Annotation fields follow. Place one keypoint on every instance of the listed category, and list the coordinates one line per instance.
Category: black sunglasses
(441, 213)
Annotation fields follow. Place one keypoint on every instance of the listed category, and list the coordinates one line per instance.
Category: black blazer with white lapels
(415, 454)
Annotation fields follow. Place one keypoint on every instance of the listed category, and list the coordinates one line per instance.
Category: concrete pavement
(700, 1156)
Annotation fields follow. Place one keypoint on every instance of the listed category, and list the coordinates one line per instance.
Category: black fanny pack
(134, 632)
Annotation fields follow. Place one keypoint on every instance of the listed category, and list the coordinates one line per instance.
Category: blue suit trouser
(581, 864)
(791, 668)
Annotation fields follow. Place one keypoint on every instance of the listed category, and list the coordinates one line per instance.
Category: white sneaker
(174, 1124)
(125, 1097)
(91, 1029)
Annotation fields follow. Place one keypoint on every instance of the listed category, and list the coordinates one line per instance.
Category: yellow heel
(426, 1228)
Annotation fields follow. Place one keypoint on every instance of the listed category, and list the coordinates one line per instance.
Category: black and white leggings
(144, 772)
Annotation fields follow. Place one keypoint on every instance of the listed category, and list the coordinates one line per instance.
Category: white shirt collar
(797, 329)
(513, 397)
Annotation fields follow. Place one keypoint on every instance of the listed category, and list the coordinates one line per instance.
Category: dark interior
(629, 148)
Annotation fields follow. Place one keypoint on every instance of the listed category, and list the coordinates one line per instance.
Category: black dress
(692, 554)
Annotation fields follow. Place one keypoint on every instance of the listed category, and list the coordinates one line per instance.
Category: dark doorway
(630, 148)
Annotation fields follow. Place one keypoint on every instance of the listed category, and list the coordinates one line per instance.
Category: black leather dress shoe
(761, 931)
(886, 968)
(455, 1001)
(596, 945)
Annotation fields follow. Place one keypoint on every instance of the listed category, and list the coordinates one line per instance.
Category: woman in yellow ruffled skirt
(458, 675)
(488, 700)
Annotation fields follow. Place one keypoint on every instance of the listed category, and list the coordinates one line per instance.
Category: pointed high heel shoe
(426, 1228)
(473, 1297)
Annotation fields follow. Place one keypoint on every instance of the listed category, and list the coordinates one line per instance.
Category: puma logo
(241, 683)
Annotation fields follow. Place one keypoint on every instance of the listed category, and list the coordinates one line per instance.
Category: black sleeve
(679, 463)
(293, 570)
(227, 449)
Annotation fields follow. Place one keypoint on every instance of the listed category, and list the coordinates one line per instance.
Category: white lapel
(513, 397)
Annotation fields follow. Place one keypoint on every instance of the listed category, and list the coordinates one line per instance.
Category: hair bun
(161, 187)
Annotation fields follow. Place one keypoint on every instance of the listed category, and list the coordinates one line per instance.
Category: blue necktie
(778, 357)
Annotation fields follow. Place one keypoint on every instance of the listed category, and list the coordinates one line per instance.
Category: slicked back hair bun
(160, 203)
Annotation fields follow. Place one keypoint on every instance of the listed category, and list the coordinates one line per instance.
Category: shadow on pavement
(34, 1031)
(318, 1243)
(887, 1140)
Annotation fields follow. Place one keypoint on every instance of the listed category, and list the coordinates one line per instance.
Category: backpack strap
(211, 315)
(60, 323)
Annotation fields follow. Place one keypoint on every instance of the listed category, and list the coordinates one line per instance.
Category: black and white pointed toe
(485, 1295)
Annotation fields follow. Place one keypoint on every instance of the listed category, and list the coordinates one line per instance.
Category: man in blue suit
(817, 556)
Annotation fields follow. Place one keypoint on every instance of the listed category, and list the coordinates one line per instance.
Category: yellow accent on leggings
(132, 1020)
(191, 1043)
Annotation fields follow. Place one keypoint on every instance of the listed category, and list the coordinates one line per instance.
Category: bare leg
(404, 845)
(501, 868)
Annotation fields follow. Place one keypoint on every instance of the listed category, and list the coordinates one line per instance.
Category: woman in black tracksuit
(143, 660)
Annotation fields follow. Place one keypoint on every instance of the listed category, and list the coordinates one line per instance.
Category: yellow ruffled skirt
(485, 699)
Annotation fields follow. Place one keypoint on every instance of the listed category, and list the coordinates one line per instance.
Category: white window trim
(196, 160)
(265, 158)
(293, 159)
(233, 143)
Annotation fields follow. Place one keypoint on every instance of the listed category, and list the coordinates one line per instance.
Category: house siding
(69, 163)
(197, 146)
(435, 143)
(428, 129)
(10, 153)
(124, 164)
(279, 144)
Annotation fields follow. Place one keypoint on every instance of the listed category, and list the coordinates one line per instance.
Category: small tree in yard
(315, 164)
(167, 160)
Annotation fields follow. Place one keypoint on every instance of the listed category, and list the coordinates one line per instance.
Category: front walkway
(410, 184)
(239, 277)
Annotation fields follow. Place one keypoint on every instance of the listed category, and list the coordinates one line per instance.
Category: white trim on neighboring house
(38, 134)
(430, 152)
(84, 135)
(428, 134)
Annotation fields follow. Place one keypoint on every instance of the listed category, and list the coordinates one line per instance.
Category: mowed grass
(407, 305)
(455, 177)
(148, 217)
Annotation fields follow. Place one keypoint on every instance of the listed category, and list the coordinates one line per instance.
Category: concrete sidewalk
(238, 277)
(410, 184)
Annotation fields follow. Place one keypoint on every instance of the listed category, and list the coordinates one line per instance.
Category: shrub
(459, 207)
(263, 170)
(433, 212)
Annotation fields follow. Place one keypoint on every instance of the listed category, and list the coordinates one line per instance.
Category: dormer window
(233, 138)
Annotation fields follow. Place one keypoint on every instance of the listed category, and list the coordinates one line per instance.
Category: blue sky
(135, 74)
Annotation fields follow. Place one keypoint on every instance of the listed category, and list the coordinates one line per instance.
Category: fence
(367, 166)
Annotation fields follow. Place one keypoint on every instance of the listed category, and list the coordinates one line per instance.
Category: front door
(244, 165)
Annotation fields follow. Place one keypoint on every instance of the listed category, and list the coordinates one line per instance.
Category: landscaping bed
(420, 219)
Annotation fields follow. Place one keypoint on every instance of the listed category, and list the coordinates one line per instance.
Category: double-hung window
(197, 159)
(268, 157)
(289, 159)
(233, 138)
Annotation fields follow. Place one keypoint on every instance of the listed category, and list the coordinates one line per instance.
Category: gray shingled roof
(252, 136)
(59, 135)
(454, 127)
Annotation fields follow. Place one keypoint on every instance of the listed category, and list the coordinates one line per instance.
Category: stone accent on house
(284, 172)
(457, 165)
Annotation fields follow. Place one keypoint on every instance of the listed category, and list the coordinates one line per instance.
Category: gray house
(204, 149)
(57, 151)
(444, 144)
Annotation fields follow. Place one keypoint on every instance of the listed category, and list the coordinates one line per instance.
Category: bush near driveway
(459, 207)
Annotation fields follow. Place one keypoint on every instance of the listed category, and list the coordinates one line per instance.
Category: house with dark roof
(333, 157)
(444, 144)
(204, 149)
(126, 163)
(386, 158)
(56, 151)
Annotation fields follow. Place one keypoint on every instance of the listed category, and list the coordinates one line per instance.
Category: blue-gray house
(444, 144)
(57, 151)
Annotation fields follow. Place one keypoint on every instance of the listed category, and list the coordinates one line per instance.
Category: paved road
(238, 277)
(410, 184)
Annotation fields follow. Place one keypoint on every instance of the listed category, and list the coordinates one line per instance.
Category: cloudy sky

→ **Assignment**
From the first line to the last, output the records word for word.

→ **The completed task**
Annotation fields follow. Place one keypoint on every instance of the listed category, and list the coordinates one line per instance.
Category: black sunglasses
(441, 213)
Annotation fields follow. Place one keypoint on every instance of the listed category, and list the coordinates one line per instance.
Category: black blazer with white lapels
(415, 454)
Annotation fields follow. Place one keypoint on every instance of the listed category, and list the coordinates one line per instance.
Category: concrete pavement
(700, 1156)
Annotation fields follow. Place one keypoint on every instance of the listed category, and list the coordinates one line per instance.
Category: black fanny pack
(134, 632)
Annotation fields follow. Place one keypoint on every instance of the listed category, and list the coordinates one line per instance.
Category: blue suit trouser
(581, 864)
(791, 668)
Annotation fields follow. Place one keypoint on every instance of the listed category, and list the coordinates one line per instance.
Category: white sneaker
(174, 1124)
(125, 1097)
(91, 1029)
Annotation fields follow. Place one keypoint on every instance of the listed category, and list the coordinates one line per instance.
Category: yellow heel
(426, 1228)
Annotation fields follow. Place one keypoint on every instance of the listed category, and list the coordinates one line per instance.
Category: black and white leggings
(144, 772)
Annotation fields follow. Place one keypoint on every instance of the listed category, and list the coordinates one line per instance.
Category: white shirt collar
(797, 329)
(513, 397)
Annotation fields follow. Place one keypoint on every instance of the listed category, and list the coordinates one line per instance.
Category: dark interior
(629, 148)
Annotation fields follow. Place one keypoint on every instance of the listed category, and list the coordinates one line per instance.
Category: black dress
(692, 554)
Annotation fields follow. Place one keypoint on every instance of the listed category, and list the coordinates one line per instance.
Category: dark doorway
(630, 148)
Annotation fields follow. Place one keypoint on every instance of the listed category, and list the coordinates one line per instance.
Category: black leather dress shoe
(761, 931)
(886, 968)
(455, 1001)
(596, 945)
Annotation fields follow. Place one keypoint on every instance of the listed category, and list the coordinates one line per instance.
Category: woman in yellow ruffled skirt
(458, 675)
(488, 700)
Annotation fields follow. Place one keypoint on every instance of the listed category, and list the coordinates one line per instance.
Category: pointed high heel shoe
(426, 1228)
(473, 1297)
Annotation fields follow. Place one keypoint on every instance of the listed category, and list the coordinates one line per instance.
Category: puma logo
(241, 683)
Annotation fields follow. Place one keypoint on every instance of the listed category, and list the coordinates one line per instance.
Category: black sleeve
(679, 463)
(293, 570)
(227, 449)
Annotation fields follow. Place one keypoint on every instance of the listed category, and list the coordinates one line per instance.
Category: white lapel
(513, 397)
Annotation fields follow. Place one keypoint on every instance of the listed category, and list the coordinates one line per instance.
Category: hair bun
(161, 187)
Annotation fields follow. Place one keypoint on every instance of the listed category, and list the coordinates one line per instance.
Category: blue necktie
(778, 357)
Annotation fields follow. Place one keypoint on every instance of the listed category, and list the coordinates one line per instance.
Category: slicked back hair bun
(160, 203)
Annotation fields follow. Place one keypoint on every instance of the listed category, and list the coordinates one line per instance.
Category: shadow on pavement
(34, 1031)
(318, 1243)
(887, 1140)
Annotation fields follow. Place one keypoint on every instance of the listed category, and list the coordinates one line per instance.
Category: backpack strap
(211, 315)
(60, 323)
Annotation fields follow. Place one keypoint on every instance of the listed category, and list the coordinates one line per instance.
Category: black and white pointed toe
(485, 1295)
Annotation fields follow. Place one keypoint on every instance of the listed category, and list the coordinates one line per instance.
Category: man in blue suit
(817, 556)
Annotation fields follow. Place one keypoint on every instance of the listed category, and list the coordinates one line per instance.
Category: yellow accent on leggings
(132, 1020)
(191, 1043)
Annotation fields follow. Place one keypoint on every instance of the listed category, and list the coordinates one line per instance.
Category: bare leg
(404, 845)
(501, 868)
Annotation fields follow. Place one keypoint on every instance of the listed category, and list the coordinates one line per instance.
Category: woman in black tracksuit
(143, 660)
Annotation fields follow. Place one keypoint on every instance of the listed category, and list the coordinates one line per instance.
Category: yellow ruffled skirt
(485, 699)
Annotation fields follow. Place one keypoint on every instance of the listed category, and list the coordinates one line per instance.
Category: white window trim
(196, 160)
(265, 158)
(293, 159)
(233, 143)
Annotation fields follow. Place one keypoint on every instance of the listed category, and list the coordinates one line per instance.
Category: house siding
(69, 163)
(197, 146)
(435, 143)
(428, 129)
(10, 153)
(124, 164)
(279, 144)
Annotation fields follow. Place one keypoint on every instance of the listed category, and list the coordinates one line per instance.
Category: small tree in yard
(315, 164)
(167, 160)
Annotation fields follow. Place one keypoint on every instance of the listed category, and list the coordinates one line per instance.
Category: front walkway
(410, 184)
(239, 277)
Annotation fields follow. Place one keypoint on every instance of the listed category, and list the coordinates one line per instance.
Category: white trim on neighboring house
(38, 134)
(430, 152)
(84, 135)
(428, 134)
Annotation fields follow. Place one keypoint on every instance of the listed category, and list the coordinates one line per instance.
Category: mowed grass
(407, 305)
(455, 177)
(148, 217)
Annotation fields follow. Place one keypoint on every instance of the listed category, and list the coordinates one line per instance.
Category: concrete sidewalk
(238, 277)
(410, 184)
Annotation fields follow. Place one keypoint on every instance of the listed category, and list the coordinates one line per instance.
Category: shrub
(459, 207)
(263, 170)
(433, 212)
Annotation fields follow. Place one keypoint on every instance of the listed category, and list the coordinates one line per instance.
Category: dormer window
(233, 138)
Annotation fields follow. Place one keypoint on every instance of the listed category, and list the coordinates one line per instance.
Category: blue sky
(135, 74)
Annotation fields follow. Place one keypoint on every instance of the listed category, and list the coordinates one line per instance.
Category: fence
(367, 166)
Annotation fields follow. Place one keypoint on every instance of the listed category, and list the coordinates one line per instance.
Category: front door
(244, 165)
Annotation fields follow. Place one keypoint on every instance of the listed category, and list the coordinates one line per instance.
Category: landscaping bed
(420, 219)
Annotation fields follow. Place one keypoint on every instance of the listed category, and list the coordinates one line per instance.
Category: double-hung window
(197, 159)
(268, 157)
(289, 159)
(233, 138)
Annotation fields follow. Place one keypoint on every instance of the listed category, and list the coordinates one line per instance.
Category: gray shingled roof
(252, 136)
(59, 135)
(454, 127)
Annotation fields follow. Place one keypoint on every instance of the listed category, and list the coordinates one line per instance.
Category: stone accent on house
(284, 172)
(457, 165)
Annotation fields follow. Place one keypoint on every instance of the listed category, and list the coordinates one line per instance.
Category: gray house
(204, 149)
(57, 151)
(444, 144)
Annotation fields follow. Place one keypoint on every instance of the listed category, and list the coordinates one line per instance.
Category: bush near driveway
(459, 207)
Annotation fields follow. Place one keypoint on every instance of the listed category, and list the coordinates one line per instance.
Category: house with dark roof
(333, 157)
(444, 144)
(204, 149)
(126, 163)
(386, 158)
(56, 151)
Annotation fields follow. Place one keypoint on every instance of the listed category, and list the coordinates one line per instance.
Category: blue-gray house
(444, 144)
(57, 151)
Annotation fields follow. Place one keypoint on every instance of the listed category, and list the coordinates one line per instance.
Category: paved road
(238, 277)
(410, 184)
Annotation fields follow. Place one keypoint on every instance of the listed category, and list the coordinates one line per instance.
Category: cloudy sky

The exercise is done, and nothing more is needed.